Please copy exactly the lines that begin with the one containing "Target: tree trunk" and end with the last line of the entries.

Excerpted data ::
☆ ☆ ☆ ☆ ☆ ☆ ☆

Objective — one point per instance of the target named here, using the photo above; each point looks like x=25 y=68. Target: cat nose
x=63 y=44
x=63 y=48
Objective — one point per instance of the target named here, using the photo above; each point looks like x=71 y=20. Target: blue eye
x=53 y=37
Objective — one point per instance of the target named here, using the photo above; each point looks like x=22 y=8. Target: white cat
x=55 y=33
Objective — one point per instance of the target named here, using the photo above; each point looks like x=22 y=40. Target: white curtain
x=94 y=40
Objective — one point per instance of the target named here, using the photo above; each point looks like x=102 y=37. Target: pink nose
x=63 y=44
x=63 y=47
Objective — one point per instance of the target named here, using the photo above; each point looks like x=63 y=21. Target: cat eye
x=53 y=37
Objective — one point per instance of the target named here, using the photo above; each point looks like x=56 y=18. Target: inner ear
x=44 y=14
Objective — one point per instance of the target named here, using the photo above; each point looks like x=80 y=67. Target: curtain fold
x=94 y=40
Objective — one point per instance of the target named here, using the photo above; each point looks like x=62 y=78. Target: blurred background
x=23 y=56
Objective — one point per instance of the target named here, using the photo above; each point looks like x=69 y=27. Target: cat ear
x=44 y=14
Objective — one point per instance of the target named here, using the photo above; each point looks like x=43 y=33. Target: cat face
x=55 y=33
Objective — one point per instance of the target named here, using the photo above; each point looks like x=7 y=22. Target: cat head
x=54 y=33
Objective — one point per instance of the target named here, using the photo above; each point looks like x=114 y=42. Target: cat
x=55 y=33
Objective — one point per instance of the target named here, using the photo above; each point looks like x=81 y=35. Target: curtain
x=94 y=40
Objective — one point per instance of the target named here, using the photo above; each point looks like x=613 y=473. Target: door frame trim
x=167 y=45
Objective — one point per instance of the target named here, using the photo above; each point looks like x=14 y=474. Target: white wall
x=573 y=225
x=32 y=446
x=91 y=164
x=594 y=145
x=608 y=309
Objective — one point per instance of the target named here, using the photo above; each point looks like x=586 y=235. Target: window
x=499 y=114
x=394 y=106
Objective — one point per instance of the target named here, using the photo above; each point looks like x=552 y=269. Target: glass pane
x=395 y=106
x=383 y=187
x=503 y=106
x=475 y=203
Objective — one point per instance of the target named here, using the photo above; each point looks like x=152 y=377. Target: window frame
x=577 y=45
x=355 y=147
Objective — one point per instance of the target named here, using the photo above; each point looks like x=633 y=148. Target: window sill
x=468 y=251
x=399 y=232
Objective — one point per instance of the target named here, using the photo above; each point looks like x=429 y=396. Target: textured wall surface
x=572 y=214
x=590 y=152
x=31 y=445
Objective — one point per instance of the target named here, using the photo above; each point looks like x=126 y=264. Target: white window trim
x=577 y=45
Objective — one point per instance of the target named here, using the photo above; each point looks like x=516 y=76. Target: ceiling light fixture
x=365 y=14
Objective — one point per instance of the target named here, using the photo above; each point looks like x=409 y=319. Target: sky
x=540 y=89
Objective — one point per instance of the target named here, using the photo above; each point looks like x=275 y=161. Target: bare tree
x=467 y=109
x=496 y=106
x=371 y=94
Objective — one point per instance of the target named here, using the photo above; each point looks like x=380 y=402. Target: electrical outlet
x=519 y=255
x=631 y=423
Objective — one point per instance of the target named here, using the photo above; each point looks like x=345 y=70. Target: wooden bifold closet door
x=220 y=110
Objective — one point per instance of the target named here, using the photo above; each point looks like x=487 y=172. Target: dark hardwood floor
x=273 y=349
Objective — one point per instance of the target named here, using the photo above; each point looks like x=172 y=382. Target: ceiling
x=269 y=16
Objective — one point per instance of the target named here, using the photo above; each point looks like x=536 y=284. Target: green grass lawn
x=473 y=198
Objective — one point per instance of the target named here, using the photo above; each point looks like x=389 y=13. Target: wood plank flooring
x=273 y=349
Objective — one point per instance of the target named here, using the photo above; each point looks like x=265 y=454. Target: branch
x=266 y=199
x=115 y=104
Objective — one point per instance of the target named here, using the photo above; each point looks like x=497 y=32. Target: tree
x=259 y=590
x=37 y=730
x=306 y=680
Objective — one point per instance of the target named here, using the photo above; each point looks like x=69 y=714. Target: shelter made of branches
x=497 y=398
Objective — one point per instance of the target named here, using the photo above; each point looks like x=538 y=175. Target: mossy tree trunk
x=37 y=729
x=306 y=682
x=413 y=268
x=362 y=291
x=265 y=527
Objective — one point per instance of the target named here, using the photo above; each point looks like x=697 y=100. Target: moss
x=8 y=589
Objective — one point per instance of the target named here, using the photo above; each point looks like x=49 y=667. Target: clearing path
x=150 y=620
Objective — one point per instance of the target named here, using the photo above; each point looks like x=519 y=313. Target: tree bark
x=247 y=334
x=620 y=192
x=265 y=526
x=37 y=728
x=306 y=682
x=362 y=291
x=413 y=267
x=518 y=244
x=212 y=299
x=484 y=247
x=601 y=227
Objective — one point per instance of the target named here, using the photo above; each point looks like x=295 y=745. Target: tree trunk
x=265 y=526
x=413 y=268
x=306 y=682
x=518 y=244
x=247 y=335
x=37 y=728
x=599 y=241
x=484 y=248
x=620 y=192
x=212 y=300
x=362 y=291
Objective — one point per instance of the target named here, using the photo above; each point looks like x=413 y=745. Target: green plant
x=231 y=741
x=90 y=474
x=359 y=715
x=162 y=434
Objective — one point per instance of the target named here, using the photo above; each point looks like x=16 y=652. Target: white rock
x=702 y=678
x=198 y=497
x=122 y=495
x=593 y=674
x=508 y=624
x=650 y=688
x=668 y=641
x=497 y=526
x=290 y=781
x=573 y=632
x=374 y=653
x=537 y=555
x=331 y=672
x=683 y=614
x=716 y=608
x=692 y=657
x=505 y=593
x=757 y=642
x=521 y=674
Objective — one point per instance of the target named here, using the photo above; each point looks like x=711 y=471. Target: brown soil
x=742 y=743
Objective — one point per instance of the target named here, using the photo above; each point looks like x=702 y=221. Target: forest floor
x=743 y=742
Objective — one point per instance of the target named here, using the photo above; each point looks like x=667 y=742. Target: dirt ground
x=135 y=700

☆ ☆ ☆ ☆ ☆ ☆ ☆

Correct output ::
Objective — one point per instance of the target named here, using the photo above; each point looks like x=295 y=745. Target: tree trunk
x=265 y=526
x=413 y=268
x=306 y=682
x=518 y=244
x=247 y=335
x=37 y=728
x=599 y=241
x=484 y=248
x=620 y=192
x=212 y=300
x=362 y=291
Objective — one point per instance of the target named here, using the photo above; each point looks like x=413 y=745. Target: green plant
x=231 y=741
x=90 y=474
x=359 y=715
x=162 y=434
Objective — one point per instance of the target named here, using the photo above; each point looks like x=16 y=652. Target: white rock
x=702 y=678
x=198 y=497
x=122 y=495
x=593 y=674
x=508 y=624
x=650 y=688
x=668 y=641
x=497 y=526
x=290 y=781
x=573 y=632
x=374 y=653
x=537 y=555
x=331 y=672
x=683 y=614
x=716 y=608
x=692 y=657
x=505 y=593
x=757 y=642
x=521 y=674
Objective — one point per instance of the target named here, using the photo above; each point looks like x=711 y=471. Target: brown soil
x=742 y=743
Objective — one point per instance of the target named here, using the photo above; each point looks like x=702 y=221. Target: forest floor
x=743 y=742
Objective — one point per instance of the target named here, using the photo above; each point looks like x=667 y=742. Target: dirt ground
x=135 y=700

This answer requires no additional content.